### Dataset content

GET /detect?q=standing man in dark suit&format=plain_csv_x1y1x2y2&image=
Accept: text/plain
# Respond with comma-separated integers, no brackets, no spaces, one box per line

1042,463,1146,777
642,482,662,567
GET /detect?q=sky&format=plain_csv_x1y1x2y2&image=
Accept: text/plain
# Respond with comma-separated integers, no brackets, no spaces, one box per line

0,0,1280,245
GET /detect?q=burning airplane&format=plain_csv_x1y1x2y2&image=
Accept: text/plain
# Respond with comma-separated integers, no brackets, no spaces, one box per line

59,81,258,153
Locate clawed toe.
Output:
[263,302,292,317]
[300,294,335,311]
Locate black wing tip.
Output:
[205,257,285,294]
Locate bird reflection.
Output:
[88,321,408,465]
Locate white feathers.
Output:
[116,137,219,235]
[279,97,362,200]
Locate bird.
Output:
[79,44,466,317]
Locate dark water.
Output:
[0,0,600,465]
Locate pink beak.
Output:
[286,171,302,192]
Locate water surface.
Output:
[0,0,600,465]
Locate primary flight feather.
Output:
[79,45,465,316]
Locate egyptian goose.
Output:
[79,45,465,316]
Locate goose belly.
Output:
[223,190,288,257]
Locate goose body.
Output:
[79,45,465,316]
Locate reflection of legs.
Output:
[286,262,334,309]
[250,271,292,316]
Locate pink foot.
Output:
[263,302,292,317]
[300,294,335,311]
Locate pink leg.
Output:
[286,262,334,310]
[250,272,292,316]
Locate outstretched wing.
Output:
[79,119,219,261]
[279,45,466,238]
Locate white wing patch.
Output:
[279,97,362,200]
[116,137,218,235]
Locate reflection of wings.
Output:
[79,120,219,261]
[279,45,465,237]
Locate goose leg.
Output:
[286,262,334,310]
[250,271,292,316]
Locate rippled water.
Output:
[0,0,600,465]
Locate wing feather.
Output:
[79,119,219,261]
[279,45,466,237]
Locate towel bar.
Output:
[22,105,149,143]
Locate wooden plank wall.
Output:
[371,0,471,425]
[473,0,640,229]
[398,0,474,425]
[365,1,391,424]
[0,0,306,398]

######

| Your objective |
Rewrite the stretch from the line containing "Locate pink leg." through the end of the items, changing "towel bar" to "towel rack" and leaving everything else as it is.

| Response to the task |
Locate pink leg.
Output:
[286,262,334,310]
[250,272,292,316]
Locate outstretched wing.
Output:
[79,119,219,261]
[279,45,466,238]
Locate white wing patch.
Output:
[279,97,362,200]
[116,137,218,235]
Locate reflection of wings.
Output:
[79,120,219,261]
[279,45,465,237]
Locate goose leg.
Output:
[286,262,334,310]
[250,271,292,316]
Locate rippled water.
Output:
[0,0,600,465]
Locate wing feather.
Output:
[79,119,219,261]
[279,45,466,237]
Locate towel rack.
Output:
[22,105,149,143]
Locate wooden plank wall.
Output:
[371,0,471,425]
[473,0,640,229]
[398,0,474,425]
[365,1,391,424]
[0,0,306,398]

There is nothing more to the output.